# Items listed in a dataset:

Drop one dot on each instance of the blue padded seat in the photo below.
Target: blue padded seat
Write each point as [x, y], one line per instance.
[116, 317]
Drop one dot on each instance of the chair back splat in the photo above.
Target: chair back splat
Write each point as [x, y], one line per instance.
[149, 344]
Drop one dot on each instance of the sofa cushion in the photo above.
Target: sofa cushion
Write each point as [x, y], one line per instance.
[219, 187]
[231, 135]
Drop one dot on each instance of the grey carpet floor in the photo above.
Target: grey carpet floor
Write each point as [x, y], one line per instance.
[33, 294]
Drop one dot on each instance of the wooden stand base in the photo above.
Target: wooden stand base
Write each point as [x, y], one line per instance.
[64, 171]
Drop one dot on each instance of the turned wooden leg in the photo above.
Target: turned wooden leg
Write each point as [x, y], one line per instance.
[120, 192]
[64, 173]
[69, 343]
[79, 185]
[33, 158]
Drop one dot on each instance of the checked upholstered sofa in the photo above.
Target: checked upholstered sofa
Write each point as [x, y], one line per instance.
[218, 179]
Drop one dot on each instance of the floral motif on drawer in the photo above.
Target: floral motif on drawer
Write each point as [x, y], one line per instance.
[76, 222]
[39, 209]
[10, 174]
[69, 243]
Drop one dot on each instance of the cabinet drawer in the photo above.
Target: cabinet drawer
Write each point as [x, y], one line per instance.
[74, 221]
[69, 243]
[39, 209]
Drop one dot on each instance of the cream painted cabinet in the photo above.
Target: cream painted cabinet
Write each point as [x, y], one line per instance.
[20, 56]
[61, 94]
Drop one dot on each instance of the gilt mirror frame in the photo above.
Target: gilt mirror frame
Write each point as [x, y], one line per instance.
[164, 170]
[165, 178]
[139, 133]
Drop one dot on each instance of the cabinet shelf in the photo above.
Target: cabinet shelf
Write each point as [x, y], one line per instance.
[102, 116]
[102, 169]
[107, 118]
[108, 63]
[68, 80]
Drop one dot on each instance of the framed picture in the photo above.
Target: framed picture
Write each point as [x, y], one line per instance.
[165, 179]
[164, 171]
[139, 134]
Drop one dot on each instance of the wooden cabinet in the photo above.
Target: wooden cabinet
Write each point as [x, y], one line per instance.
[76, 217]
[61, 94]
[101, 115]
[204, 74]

* * *

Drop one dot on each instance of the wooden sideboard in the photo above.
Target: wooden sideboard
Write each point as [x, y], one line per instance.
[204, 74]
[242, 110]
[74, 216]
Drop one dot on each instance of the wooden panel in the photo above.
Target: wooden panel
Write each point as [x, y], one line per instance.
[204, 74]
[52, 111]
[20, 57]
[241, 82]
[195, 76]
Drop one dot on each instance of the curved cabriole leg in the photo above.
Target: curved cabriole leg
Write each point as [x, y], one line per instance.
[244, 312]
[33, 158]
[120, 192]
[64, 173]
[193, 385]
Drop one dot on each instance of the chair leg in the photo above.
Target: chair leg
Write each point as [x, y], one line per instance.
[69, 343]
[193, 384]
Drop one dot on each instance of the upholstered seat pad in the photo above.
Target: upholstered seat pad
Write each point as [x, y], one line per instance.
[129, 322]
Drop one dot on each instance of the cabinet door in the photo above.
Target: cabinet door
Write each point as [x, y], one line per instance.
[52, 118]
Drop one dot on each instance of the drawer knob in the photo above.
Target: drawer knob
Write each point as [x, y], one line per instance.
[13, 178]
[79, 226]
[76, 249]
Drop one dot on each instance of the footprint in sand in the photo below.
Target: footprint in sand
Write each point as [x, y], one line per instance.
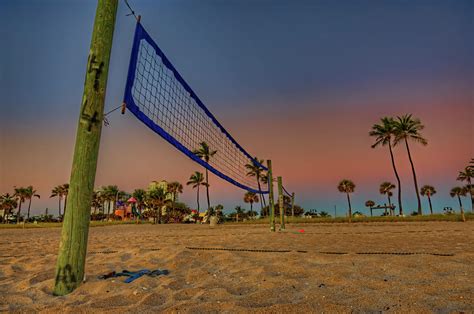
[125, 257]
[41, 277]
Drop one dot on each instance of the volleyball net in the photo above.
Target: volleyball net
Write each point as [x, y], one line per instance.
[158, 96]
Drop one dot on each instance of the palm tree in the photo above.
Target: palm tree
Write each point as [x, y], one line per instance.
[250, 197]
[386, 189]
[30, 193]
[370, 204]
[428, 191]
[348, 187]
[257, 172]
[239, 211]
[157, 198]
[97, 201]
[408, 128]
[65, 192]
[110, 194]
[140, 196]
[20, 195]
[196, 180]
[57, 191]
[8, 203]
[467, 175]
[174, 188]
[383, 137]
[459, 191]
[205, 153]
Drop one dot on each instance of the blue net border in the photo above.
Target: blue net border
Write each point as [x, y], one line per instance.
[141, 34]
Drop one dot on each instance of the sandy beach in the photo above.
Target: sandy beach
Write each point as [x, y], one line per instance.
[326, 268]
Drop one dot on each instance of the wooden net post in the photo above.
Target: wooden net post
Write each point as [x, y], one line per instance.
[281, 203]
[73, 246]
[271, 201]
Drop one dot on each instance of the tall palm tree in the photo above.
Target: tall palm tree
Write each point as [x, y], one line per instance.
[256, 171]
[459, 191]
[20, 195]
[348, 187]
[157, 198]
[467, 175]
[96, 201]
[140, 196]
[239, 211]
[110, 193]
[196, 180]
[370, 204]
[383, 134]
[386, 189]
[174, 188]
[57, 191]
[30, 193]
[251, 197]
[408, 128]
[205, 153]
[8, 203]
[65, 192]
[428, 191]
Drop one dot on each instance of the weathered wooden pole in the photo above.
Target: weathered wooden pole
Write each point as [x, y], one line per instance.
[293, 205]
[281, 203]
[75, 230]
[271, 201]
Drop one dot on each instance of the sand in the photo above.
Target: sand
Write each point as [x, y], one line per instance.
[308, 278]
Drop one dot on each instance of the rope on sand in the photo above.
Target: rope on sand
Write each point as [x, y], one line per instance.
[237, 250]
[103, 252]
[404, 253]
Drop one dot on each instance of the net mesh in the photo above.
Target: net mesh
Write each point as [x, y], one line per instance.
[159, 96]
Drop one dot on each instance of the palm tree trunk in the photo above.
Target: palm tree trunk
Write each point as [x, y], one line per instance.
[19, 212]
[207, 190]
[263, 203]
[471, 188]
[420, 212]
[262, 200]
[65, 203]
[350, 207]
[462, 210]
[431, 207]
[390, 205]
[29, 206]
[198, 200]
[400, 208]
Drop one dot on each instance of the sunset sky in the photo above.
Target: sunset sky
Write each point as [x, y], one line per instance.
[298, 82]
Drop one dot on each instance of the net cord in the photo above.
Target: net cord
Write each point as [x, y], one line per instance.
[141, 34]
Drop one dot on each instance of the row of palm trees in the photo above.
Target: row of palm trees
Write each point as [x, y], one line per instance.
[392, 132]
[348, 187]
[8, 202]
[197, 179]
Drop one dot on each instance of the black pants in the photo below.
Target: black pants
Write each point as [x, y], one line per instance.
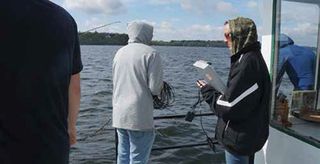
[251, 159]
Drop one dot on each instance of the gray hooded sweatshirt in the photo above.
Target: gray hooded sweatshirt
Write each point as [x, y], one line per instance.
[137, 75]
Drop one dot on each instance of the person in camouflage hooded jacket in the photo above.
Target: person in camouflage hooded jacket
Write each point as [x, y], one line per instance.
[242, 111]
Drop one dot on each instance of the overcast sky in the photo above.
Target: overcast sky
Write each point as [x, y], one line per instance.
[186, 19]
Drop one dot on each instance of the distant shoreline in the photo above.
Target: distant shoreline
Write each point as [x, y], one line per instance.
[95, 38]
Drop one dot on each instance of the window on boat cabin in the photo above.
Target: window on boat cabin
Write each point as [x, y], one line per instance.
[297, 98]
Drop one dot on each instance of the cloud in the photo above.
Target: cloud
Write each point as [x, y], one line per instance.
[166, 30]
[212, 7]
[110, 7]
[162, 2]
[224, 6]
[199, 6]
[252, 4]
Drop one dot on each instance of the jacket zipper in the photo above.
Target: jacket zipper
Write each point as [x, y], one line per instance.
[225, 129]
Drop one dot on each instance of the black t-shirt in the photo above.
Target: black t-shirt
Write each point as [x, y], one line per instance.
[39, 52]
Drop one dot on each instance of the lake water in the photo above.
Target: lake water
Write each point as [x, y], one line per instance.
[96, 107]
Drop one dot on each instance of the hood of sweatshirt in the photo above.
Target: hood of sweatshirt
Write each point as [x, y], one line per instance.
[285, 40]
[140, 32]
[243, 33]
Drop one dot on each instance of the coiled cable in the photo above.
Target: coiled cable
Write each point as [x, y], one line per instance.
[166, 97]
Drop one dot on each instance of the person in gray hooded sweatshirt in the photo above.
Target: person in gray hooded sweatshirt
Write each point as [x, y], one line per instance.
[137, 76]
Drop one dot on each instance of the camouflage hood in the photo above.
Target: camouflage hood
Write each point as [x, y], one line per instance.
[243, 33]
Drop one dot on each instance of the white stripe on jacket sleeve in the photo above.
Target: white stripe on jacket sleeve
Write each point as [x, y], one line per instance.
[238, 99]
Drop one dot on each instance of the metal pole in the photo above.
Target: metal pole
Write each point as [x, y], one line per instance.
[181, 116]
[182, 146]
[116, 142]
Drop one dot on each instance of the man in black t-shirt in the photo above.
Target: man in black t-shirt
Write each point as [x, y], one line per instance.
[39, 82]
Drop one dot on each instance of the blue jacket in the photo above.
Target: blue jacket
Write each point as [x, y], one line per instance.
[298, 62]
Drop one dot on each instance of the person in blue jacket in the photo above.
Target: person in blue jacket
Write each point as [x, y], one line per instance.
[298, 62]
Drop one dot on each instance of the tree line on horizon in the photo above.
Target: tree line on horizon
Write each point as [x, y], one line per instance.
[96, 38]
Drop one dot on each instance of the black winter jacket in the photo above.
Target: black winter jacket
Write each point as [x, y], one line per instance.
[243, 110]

# TO BE DONE:
List every line in the rows above that contains the string "metal". Case counts, so only lines with that exact capitalization should be included.

# FINAL RESULT:
Drop one dot on each instance of the metal pole in the photo above.
Target: metal pole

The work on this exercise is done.